Exercise tasks:
**a.** In the excerpt on AAV vectors and CTL responses, which cell line was used in the CTL assays?
**b.** Continue the excerpt on AAV vectors and CTL responses from its last sentence, keeping its style.

Excerpt:
________

Using a plasmid or adenoviral vector expression system to generate strong CTL responses to the capsid protein or the α-Gal transgene product, we demonstrate that, in the absence of NAb responses in μMT mice, preexisting capsid-specific CTL responses have no effect on the strength or duration of α-Gal expression. In contrast, preexisting α-Gal-specific CTL responses significantly affected long-term transgene expression, resulting in a 2-log decrease in initial expression that dropped to undetectable levels by 2 weeks after AAV administration. The drop in expression was also accompanied by an increase in serum transaminase levels. These results suggest that CTL responses against the transgene product, as opposed to AAV capsid protein, are the major factor limiting transgene expression from AAV vectors.
The C57BL/6 histocompatible (H-2b) SVB6 fibroblast cell line was used in CTL assays and was a gift from L. Gooding (Emory University, Atlanta, GA). HeLa cells were purchased from the American Type Culture Collection (ATCC, Manassas, VA). Cells were grown in Dulbecco's modified Eagle's medium (DMEM) supplemented with 10% fetal calf serum (Lonza Walkersville, Walkersville, MD), penicillin (100units/ml), streptomycin (100μg/ml), and 2mM glutamine. Cells were maintained at 37°C in a 5% CO2 atmosphere and confirmed to be free of mycoplasma by routine testing.
AAV2/α-Gal contained serotype 2 inverted terminal repeats and the human α-Gal cDNA under the control of the DC190 liver-restricted promoter (Ziegler et al., 2004; Barbon et al., 2005; McEachern et al., 2006). Recombinant vectors were produced by triple-plasmid transfection of 293 cells and were column purified as reported (O'Riordan et al., 2000). The final titer of AAV2/α-Gal was determined by TaqMan polymerase chain reaction (PCR) of the bovine growth hormone polyadenylation signal sequence. Quality control of each lot of recombinant included analysis for bioburden (presence of gram-positive bacteria) and endotoxin testing (<0.6EU/ml). The Ad5/Cap virus expressing the capsid protein under the control of the cytomegalovirus (CMV) promoter was a kind gift from N. Muzyczka (University of Florida, Gainesville, FL).
Groups of three to five C57BL/6 or BALB/c mice were immunized with peptide, plasmid, or recombinant adenoviral vectors to induce capsid-specific CTL responses. AAV2 capsid peptides were identified by the BIMAS (BioInformatics and Molecular Analysis Section, Center for Information Technology, National Institutes of Health, Bethesda, MD) peptide prediction algorithm. For peptide analysis, mice were immunized with 100μg of peptide emulsified in Freund's incomplete adjuvant and injected intradermally into mice. To generate T cell-specific responses using plasmid or recombinant adenoviral vectors, mice were immunized intramuscularly with either 100μg of pCAP-plasmid (plasmid expressing AAV2 Cap driven by the CMV promoter) or 1×1010 particles of Ad5/Cap virus. Two weeks postimmunization, mice were killed and spleens were collected for analysis as detailed subsequently.

________

Source data:

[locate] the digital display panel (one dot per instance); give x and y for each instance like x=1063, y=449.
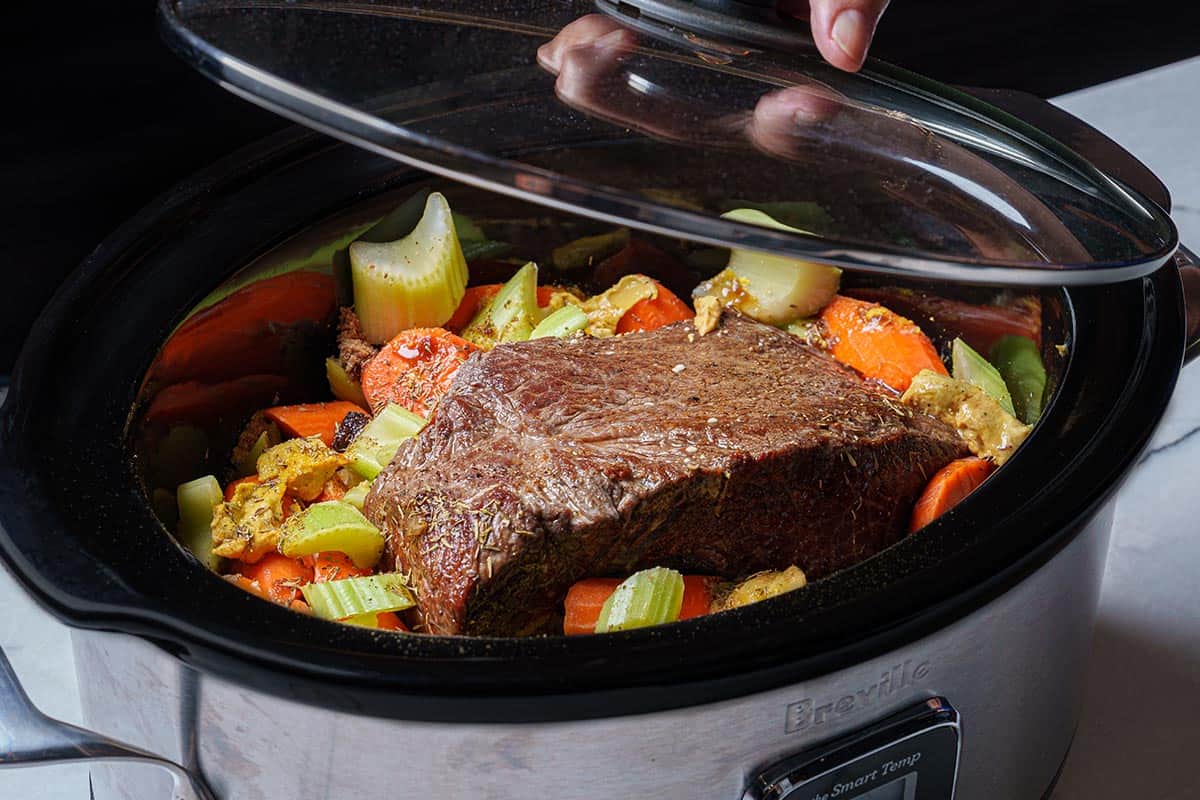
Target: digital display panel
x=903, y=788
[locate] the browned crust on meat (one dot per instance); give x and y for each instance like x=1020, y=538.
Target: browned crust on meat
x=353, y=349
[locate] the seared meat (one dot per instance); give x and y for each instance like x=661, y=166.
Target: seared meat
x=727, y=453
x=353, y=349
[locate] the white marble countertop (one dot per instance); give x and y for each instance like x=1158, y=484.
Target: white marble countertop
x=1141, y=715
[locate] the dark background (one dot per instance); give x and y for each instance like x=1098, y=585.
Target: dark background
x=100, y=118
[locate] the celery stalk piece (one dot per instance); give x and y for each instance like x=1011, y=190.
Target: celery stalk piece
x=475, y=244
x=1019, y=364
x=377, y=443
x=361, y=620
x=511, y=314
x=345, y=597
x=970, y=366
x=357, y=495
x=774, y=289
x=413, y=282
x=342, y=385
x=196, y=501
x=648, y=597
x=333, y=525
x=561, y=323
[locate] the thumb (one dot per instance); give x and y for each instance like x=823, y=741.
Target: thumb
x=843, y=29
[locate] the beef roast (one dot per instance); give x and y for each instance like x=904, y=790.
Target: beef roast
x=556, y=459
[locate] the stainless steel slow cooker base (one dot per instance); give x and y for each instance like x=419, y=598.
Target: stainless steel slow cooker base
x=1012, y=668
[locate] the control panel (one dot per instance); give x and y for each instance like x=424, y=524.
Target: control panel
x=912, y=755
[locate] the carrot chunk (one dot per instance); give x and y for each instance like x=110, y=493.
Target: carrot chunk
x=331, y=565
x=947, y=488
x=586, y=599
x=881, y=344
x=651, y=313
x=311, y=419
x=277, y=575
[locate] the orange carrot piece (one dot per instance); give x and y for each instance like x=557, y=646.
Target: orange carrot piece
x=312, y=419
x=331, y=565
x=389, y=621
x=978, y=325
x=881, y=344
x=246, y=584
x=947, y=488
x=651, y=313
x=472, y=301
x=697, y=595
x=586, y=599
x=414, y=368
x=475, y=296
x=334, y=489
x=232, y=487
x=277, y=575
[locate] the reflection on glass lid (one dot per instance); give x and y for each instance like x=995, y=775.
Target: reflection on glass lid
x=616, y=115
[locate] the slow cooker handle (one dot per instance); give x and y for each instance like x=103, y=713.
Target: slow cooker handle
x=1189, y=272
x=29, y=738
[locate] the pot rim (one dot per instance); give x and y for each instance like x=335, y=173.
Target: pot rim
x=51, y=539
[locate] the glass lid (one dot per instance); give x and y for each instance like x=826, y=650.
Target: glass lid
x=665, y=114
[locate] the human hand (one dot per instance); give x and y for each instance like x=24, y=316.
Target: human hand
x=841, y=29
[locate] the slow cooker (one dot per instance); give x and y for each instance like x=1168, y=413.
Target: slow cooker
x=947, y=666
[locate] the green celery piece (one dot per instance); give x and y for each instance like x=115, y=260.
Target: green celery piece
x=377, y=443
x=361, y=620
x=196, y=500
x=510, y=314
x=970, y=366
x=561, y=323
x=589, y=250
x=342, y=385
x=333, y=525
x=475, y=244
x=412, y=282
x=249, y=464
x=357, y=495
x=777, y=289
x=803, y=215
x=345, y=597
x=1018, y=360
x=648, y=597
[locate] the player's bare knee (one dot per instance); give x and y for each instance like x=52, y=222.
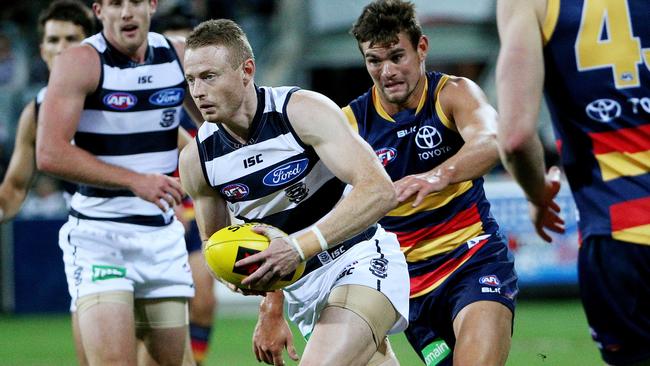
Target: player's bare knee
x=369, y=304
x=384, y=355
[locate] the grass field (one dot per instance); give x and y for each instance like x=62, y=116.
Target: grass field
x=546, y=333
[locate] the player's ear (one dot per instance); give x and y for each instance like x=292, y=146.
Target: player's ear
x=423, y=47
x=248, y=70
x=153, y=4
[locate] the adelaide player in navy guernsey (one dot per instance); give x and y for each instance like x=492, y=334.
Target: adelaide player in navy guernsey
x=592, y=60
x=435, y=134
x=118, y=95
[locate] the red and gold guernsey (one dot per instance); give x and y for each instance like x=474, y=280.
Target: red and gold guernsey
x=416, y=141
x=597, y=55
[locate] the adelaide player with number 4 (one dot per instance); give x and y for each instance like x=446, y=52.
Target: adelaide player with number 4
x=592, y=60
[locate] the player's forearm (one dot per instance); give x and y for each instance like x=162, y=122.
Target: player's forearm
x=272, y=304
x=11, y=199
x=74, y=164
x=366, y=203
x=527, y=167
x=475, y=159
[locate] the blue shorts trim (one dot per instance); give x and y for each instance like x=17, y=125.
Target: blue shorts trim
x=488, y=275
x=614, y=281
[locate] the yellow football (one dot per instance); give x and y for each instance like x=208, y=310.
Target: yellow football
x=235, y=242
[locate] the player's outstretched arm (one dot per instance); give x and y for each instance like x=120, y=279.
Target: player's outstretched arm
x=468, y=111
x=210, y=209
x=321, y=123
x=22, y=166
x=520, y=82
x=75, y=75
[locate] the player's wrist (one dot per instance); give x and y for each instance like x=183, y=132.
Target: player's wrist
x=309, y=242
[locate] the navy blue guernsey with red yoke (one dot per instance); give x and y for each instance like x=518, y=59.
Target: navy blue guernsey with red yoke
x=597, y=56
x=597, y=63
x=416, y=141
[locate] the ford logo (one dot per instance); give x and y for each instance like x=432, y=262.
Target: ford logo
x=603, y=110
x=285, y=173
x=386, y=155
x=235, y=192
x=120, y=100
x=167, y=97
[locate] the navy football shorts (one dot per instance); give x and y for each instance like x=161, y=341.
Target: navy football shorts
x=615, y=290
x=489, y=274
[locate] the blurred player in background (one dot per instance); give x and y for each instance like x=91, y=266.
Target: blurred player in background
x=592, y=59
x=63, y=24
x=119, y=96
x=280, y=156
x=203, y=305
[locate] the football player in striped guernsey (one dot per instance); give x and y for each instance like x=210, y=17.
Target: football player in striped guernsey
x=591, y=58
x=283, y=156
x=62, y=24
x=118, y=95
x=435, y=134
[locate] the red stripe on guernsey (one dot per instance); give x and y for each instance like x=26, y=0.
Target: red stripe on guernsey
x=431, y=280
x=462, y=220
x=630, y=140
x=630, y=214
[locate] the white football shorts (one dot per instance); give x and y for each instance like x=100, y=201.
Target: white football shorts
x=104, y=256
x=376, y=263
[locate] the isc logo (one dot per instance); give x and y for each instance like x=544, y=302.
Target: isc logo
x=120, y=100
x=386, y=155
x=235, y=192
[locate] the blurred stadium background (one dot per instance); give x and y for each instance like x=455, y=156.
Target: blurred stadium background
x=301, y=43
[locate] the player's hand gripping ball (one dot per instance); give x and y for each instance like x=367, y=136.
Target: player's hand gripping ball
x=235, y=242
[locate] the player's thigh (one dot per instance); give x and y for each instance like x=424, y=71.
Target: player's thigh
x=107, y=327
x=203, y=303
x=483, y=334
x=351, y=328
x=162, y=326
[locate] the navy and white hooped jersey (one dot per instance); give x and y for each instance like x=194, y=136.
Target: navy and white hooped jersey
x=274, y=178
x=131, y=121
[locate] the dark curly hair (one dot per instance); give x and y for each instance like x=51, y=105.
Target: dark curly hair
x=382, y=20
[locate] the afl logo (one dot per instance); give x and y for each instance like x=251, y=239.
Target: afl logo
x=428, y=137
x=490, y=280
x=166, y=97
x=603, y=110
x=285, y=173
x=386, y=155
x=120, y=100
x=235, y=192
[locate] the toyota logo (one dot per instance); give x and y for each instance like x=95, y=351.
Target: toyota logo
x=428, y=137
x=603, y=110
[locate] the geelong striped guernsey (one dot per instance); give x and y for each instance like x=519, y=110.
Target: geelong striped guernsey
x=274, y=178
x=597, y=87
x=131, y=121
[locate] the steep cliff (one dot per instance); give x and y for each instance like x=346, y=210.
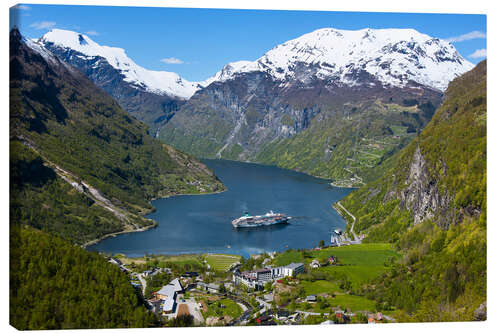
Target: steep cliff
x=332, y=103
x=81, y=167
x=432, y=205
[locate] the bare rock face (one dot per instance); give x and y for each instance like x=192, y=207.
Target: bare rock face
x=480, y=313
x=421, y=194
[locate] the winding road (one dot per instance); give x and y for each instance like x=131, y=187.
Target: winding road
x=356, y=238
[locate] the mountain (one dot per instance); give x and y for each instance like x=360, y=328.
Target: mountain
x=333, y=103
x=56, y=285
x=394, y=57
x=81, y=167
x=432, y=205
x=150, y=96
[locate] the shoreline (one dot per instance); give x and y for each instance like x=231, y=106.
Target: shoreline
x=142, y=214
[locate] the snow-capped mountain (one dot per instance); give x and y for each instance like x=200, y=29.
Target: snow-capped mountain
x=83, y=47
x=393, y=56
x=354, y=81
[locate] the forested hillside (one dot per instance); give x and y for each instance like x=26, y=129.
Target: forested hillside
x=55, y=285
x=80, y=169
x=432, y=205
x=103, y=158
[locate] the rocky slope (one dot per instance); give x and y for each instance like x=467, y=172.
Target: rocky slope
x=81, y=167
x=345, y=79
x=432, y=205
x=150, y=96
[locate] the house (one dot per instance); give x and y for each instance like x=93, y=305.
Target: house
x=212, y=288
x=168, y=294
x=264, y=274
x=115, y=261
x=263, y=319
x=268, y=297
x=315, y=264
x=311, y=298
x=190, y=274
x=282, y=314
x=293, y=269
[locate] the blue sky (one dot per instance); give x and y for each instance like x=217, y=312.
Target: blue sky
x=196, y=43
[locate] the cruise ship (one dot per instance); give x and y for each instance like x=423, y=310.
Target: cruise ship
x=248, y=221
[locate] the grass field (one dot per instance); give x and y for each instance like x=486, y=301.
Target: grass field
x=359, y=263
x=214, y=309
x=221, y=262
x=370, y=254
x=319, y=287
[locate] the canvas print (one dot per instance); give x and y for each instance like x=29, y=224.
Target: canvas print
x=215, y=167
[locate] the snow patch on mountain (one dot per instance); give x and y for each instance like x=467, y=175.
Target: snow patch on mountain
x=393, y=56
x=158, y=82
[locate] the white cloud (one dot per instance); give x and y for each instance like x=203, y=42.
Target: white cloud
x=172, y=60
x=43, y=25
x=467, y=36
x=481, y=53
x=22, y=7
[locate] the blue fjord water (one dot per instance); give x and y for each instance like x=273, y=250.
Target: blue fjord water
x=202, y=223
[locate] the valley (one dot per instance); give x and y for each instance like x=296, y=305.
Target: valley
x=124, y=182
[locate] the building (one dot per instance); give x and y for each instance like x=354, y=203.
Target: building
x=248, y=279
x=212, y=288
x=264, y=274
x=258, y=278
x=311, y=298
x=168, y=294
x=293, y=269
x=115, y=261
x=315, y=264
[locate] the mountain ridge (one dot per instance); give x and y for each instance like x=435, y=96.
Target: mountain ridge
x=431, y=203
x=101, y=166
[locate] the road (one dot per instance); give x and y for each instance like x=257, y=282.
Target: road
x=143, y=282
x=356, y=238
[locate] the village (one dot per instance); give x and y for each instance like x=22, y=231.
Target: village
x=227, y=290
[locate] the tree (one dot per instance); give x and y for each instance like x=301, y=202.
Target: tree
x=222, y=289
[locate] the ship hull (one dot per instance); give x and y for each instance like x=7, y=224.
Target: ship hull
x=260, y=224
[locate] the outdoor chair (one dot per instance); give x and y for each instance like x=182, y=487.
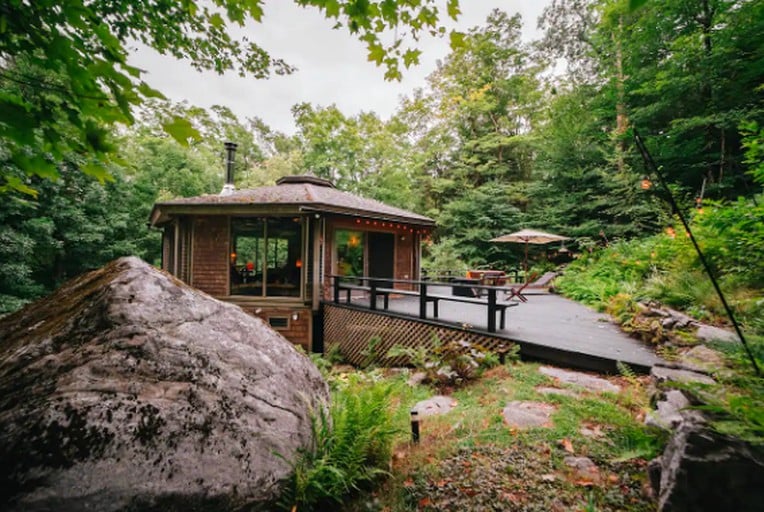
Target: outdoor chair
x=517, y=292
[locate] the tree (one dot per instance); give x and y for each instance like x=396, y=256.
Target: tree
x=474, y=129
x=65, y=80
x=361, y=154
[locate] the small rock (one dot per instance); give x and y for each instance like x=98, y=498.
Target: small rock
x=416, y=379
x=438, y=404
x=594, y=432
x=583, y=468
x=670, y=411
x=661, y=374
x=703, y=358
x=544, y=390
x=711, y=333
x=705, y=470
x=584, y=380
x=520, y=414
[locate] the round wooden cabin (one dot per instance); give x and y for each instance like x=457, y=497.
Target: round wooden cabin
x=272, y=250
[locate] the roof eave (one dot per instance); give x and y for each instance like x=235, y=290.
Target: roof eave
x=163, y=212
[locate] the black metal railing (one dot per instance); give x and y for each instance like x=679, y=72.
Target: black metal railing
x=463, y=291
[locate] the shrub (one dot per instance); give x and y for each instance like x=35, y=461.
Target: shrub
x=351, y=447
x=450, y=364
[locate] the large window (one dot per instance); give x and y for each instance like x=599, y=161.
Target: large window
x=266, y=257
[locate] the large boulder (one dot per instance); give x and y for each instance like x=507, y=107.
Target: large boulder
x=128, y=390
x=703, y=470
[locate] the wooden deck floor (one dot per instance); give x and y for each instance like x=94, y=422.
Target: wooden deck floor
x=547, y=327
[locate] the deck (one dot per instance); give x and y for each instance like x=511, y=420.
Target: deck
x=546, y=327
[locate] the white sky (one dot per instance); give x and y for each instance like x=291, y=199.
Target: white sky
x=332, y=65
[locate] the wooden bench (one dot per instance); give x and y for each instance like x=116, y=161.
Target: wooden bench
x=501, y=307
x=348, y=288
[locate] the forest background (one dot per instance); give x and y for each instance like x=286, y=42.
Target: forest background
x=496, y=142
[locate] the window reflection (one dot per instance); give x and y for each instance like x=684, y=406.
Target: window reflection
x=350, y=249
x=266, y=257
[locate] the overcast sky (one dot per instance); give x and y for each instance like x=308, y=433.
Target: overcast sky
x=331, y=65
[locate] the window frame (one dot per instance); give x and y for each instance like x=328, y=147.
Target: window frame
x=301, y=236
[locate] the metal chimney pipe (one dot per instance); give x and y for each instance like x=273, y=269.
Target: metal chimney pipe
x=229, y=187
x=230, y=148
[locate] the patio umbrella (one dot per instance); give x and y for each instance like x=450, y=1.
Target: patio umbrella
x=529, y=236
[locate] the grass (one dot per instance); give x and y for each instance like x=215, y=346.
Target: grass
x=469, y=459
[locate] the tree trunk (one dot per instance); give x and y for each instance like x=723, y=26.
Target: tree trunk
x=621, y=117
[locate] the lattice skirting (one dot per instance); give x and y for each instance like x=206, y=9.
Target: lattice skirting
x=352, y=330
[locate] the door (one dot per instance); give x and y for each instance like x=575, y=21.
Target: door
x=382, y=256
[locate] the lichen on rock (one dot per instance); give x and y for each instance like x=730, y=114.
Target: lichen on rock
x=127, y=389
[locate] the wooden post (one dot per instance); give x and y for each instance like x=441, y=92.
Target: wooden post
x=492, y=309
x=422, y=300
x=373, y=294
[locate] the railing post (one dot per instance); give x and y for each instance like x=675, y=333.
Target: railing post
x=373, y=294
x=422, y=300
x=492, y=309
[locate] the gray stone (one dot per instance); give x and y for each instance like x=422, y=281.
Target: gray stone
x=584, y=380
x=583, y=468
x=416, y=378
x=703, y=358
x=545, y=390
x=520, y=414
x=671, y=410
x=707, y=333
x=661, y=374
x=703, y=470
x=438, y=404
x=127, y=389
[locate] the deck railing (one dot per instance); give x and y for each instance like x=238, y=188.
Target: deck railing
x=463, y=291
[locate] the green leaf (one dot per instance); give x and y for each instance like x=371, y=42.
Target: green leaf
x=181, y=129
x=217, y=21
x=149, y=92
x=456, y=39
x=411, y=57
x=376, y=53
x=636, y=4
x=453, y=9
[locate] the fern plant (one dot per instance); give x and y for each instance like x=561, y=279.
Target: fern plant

________

Results for the exercise:
**a.** The C57BL/6 histocompatible (H-2b) SVB6 fibroblast cell line.

**b.**
Six- to 8-week-old female C57BL/6 or B cell-deficient μMT mice were purchased from Charles River Laboratories (Wilmington, MA). To generate antigen-specific T cell responses, mice were immunized intradermally with 1×1010 particles of an adenoviral vector expressing either the α-Gal or AAV2 capsid protein or with plasmid as previously described. Two weeks after immunization, a subset of mice was killed and spleens were collected to confirm the induction of a CTL response. The remaining animals were injected intravenously with 1×1011 particles of a recombinant AAV2/α-Gal vector under the control of a liver-specific promoter. At various time points postinjection, serum was collected and analyzed for the presence of circulating α-Gal protein. In some studies, long-term transgene expression was examined in the presence and absence (no preimmunization) of specific cytolytic T cell responses. All animal experiments were conducted in accordance with the guidelines established by the Institutional Animal Care and Use Committee at Genzyme (Framingham, MA).
Evaluation of CTL activity was performed 2 weeks after immunization of mice with plasmid or adenoviral vectors. Naive mice were used as a negative control. Spleen cells from naive or immunized mice were stimulated with mitomycin C-inactivated syngeneic SVB6 cells infected with Ad vector encoding either α-Gal or the AAV2 capsid protein. Cells were cultured in 24-well plates containing 5×106 spleen cells and 6×104 stimulator fibroblasts in 2ml of RPMI 1640 medium with 10% fetal calf serum. Cytolytic activity was assayed after 6 days of culture. Target cells consisted of SVB6 fibroblasts infected for 48hr with an Ad vector expressing either the α-Gal protein or the capsid protein, or with an Ad vector lacking a transgene (Ad/empty vector [EV]) as a control. Target cells were treated with recombinant mouse interferon (IFN)-γ (100U/ml; R&D Systems, Madison, WI) for the last 24hr to enhance MHC class I presentation, labeled with chromium-51 (PerkinElmer Life and Analytical Sciences, Boston, MA) overnight (25μCi/1×105 cells), and plated in round-bottom 96-well plates at 5×103 cells per well. Effector cells were added at various effector-to-target (E:T) cell ratios in triplicate in a total volume of 200μl. After a 5-hr incubation, 25μl of cell-free supernatant was collected from each well and counted in a Wallac MicroBeta TriLux scintillation counter (PerkinElmer Life and Analytical Sciences). The amount of 51Cr spontaneously released was determined by incubating target cells in medium alone. Spontaneous release from target cells was typically less than 20%. The total amount of 51Cr incorporated was determined by adding 1% Triton X-100 in distilled water, and the percentage lysis was calculated as follows: [(sample cpm−spontaneous cpm)/(total cpm−spontaneous cpm)]×100.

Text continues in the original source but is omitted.